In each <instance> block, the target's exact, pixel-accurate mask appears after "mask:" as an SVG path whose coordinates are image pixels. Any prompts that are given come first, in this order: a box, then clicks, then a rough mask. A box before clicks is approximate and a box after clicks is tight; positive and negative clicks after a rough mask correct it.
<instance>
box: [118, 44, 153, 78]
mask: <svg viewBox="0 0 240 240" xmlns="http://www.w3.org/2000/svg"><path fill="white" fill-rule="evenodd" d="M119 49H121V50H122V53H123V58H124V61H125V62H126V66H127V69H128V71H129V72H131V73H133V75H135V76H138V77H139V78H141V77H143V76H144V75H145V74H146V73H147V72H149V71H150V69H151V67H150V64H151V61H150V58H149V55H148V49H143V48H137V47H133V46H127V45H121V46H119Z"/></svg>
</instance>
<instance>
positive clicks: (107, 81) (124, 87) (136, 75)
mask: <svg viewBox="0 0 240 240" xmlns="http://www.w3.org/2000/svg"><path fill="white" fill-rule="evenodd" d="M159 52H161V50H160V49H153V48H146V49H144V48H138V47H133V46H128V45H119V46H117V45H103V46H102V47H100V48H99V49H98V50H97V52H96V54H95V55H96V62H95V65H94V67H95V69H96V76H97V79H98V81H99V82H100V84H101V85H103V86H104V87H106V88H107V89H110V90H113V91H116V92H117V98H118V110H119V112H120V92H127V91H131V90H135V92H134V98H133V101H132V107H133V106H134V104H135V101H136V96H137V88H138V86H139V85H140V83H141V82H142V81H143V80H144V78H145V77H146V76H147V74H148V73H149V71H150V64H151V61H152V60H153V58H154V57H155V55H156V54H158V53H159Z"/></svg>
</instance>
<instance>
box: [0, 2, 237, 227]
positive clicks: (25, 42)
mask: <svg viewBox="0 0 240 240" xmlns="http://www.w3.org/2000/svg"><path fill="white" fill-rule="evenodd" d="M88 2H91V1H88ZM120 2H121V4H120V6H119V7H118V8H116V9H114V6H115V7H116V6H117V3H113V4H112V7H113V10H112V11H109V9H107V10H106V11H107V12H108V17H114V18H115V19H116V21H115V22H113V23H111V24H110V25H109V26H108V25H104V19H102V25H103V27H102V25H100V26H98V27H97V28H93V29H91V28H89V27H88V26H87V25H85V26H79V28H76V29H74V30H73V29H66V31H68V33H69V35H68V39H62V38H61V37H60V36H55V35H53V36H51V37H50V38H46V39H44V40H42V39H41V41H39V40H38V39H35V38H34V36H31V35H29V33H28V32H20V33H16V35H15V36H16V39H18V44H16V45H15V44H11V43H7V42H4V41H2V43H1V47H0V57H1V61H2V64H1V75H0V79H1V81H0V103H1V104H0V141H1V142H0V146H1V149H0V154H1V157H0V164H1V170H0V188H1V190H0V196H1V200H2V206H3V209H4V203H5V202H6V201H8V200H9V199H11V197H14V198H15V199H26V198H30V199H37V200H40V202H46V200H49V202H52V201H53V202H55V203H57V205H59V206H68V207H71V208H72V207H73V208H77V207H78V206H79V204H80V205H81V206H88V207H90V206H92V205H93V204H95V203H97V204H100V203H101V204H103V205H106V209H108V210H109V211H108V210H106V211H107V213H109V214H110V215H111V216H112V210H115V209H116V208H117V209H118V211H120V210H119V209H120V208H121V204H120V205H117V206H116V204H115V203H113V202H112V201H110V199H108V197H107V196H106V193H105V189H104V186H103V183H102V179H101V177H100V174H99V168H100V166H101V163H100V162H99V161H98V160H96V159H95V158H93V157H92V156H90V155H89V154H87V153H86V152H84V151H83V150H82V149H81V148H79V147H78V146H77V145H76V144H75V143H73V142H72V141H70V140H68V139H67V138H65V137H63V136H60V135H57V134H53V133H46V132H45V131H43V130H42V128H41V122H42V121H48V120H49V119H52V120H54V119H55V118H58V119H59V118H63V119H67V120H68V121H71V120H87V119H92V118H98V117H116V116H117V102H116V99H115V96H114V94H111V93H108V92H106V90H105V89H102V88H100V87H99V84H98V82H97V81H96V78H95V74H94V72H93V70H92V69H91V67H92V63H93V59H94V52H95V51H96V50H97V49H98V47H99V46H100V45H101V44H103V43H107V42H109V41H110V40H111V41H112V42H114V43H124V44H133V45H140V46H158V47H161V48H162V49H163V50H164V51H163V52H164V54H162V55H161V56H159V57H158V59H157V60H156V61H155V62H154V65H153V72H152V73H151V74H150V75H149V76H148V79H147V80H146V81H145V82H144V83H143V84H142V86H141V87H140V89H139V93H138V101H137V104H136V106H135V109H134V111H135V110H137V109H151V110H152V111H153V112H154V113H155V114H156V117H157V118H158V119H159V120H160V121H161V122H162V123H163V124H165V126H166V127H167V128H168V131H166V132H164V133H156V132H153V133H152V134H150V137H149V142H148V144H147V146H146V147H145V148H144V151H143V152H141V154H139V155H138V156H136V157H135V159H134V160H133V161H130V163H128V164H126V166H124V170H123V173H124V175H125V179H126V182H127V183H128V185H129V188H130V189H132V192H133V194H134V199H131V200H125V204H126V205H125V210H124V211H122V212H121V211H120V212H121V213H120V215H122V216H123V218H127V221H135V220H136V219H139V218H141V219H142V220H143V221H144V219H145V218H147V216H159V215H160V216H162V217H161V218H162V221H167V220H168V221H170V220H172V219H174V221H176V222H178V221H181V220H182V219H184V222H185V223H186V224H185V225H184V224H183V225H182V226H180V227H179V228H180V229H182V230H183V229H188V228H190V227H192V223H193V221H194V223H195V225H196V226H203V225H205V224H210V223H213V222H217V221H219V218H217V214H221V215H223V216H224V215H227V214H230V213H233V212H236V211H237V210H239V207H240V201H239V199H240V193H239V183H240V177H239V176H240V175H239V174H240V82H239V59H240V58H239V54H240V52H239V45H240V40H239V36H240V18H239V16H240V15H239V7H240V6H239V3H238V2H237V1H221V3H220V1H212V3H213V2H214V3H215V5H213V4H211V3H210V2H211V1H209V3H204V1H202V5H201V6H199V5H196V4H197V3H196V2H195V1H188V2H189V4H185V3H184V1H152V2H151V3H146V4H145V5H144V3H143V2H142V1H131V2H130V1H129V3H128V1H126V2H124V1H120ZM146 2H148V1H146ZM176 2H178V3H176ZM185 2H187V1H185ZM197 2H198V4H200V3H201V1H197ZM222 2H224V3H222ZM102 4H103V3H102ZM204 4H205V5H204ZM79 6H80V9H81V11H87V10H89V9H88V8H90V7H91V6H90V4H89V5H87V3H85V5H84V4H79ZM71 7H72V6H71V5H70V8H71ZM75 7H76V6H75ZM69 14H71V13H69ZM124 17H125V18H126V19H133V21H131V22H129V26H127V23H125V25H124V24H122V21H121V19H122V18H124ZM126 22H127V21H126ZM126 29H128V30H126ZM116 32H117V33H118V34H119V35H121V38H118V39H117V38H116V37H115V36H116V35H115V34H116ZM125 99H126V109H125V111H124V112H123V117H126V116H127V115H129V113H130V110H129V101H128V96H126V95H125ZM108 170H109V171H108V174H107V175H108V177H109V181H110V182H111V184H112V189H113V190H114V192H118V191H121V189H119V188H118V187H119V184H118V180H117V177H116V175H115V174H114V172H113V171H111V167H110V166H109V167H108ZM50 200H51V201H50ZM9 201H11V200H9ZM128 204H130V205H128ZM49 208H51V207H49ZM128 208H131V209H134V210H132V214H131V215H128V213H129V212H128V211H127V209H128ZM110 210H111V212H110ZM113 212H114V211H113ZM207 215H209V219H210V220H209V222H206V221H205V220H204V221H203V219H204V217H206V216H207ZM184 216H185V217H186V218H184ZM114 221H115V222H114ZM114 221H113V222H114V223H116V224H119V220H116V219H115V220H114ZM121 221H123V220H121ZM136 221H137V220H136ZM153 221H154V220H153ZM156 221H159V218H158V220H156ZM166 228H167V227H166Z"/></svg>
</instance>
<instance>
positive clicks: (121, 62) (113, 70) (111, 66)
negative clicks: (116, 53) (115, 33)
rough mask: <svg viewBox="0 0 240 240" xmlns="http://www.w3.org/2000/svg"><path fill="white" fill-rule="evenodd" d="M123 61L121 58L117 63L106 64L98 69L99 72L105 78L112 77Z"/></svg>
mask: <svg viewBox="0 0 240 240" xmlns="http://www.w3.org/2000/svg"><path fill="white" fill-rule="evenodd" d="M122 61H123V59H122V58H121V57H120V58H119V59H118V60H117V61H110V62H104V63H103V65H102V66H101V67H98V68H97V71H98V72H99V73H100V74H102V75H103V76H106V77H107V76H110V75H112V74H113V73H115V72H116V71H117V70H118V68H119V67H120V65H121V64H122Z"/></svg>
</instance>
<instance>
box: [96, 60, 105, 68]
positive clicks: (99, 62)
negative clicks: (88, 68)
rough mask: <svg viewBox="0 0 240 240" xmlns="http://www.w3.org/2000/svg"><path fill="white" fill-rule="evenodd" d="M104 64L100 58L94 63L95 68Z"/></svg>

> [Instructions to follow]: Please extract exactly, and only, the lines from the line containing "positive clicks: (99, 62)" through the last line of the records.

> [Answer for the task]:
positive clicks: (99, 62)
negative clicks: (88, 68)
rough mask: <svg viewBox="0 0 240 240" xmlns="http://www.w3.org/2000/svg"><path fill="white" fill-rule="evenodd" d="M104 64L100 58L94 63L95 68Z"/></svg>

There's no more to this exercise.